[SECCIÓN DEL DOCUMENTO]
___

Para muchas personas que hoy se encuentran en el difícil proceso de abandonar la adicción al tabaco o que, continuando con el hábito, desean intensamente abandonarlo, el momento en el que encendieron sus primeros cigarrillos y, casi sin darse cuenta, con el paso de unos pocos años, adquirieron los usos del fumador empedernido, no es precisamente una imagen evocadora sino el inicio de una dependencia de la que ahora quieren desembarazarse. Claro que uno no se condena eternamente por los pitillos que se fuma a los quince años, cuando pretende adquirir una pose diferente a la del guaje que en aquel momento es, pero no son pocos los adictos al tabaco de hoy que inevitablemente deben esa carga a la tontería de aquellos días. Por mi parte, confieso que tuve suerte, ya que mis primeros cigarrillos de infeliz adolescente –en la mítica Aruba de la capital- no vinieron seguidos de una costumbre posterior y cada vez que ocasionalmente me da por pegar una calada me acuerdo a la perfección de por qué no me gusta fumar.

___

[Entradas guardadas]
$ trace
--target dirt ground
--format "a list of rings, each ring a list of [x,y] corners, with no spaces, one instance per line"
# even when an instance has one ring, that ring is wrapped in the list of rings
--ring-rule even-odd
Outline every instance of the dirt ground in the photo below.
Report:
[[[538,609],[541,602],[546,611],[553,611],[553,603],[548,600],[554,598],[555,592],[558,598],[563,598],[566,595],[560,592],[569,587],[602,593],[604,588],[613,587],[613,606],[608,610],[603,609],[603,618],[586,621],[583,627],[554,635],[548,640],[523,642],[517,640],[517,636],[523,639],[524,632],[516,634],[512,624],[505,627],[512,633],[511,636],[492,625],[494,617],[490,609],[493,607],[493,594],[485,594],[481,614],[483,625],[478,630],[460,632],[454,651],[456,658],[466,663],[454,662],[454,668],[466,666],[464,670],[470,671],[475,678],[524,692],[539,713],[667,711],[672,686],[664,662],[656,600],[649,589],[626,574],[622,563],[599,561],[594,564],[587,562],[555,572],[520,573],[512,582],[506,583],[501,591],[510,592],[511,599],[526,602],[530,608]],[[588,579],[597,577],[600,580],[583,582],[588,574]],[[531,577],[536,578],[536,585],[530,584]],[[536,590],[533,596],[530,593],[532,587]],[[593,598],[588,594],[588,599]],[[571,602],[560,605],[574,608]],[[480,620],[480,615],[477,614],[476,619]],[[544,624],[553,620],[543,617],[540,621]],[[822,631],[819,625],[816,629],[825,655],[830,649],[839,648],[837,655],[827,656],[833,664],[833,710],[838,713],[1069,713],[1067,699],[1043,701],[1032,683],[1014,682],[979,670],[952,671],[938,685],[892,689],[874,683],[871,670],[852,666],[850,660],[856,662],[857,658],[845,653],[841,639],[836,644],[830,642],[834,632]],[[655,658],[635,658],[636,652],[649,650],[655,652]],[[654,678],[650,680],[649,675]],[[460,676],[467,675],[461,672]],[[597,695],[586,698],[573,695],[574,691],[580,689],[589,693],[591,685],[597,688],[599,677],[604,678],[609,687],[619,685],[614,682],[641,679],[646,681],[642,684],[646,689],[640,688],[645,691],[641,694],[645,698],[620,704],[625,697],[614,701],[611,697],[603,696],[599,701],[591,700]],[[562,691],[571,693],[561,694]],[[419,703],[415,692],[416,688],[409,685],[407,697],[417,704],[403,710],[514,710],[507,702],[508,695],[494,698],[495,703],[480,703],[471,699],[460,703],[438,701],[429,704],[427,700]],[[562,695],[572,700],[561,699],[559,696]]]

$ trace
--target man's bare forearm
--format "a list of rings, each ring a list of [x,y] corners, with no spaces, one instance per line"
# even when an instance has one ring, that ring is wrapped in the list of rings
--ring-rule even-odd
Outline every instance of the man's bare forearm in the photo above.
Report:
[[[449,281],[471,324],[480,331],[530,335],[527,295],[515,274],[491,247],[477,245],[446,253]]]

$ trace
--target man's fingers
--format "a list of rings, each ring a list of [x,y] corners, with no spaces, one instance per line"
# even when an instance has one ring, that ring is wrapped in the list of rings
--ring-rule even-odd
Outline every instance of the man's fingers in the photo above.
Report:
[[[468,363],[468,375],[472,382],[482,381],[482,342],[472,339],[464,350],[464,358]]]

___

[ORDEN DE TRABAJO] Reproduce íntegramente el fragmento sobre el tabaco, sin alterar ningún carácter. Los ítems no intervienen en esta tarea.

[SALIDA DEL EJERCICIO]
Para muchas personas que hoy se encuentran en el difícil proceso de abandonar la adicción al tabaco o que, continuando con el hábito, desean intensamente abandonarlo, el momento en el que encendieron sus primeros cigarrillos y, casi sin darse cuenta, con el paso de unos pocos años, adquirieron los usos del fumador empedernido, no es precisamente una imagen evocadora sino el inicio de una dependencia de la que ahora quieren desembarazarse. Claro que uno no se condena eternamente por los pitillos que se fuma a los quince años, cuando pretende adquirir una pose diferente a la del guaje que en aquel momento es, pero no son pocos los adictos al tabaco de hoy que inevitablemente deben esa carga a la tontería de aquellos días. Por mi parte, confieso que tuve suerte, ya que mis primeros cigarrillos de infeliz adolescente –en la mítica Aruba de la capital- no vinieron seguidos de una costumbre posterior y cada vez que ocasionalmente me da por pegar una calada me acuerdo a la perfección de por qué no me gusta fumar.